- Document passage:
Much appreciated. =D>


----------



## Bodrighy (10 Nov 2010)

Whilst I go along 100% with what Mark has said we need also to remember that it isn't just the wood. A lot of us use finishes that are also inflammable. The oak mentioned is safe enough but what about any finish on it? Personally I prefer to use glass inserts in T lights simply because I have seen wood smouldering with a T light burning low in it. It was pine which is easily set fire to but the potential danger is there and as Mark says, why take the chance for the sake of a few pence?

pete


----------



## skeetoids (10 Nov 2010)

Hi,

I agree with Pete.

I thought about this too and realised that a lot of finishes are also likely to be flammable.

I guess it is a mixture of common sense and taking on board the points that Mark has highlighted.

At the end of the day, none of us are intending to cause any harm, however, there was a very interesting case of a lady, who having experienced a power cut, placed several t-lights in the little aluminium cups in her empty bathtub. Not realising that the enamel on a bath is highly flammable and after some time the heat generated by the t lights caused the bath to ignite and you can guess what happened.

- Material:
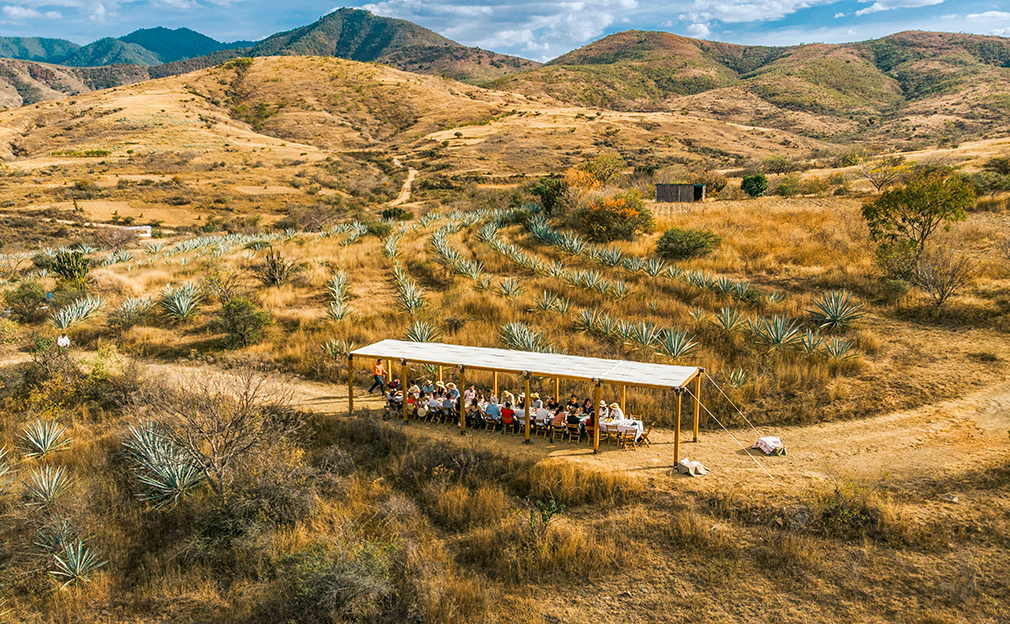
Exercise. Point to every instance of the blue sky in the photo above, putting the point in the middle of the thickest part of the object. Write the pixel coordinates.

- Required work: From the forum thread about tea lights, list every specific material named, such as a kind of wood or another substance. Leave out the general words "wood" and "finishes."

- Written reply:
- oak
- pine
- glass
- aluminium
- enamel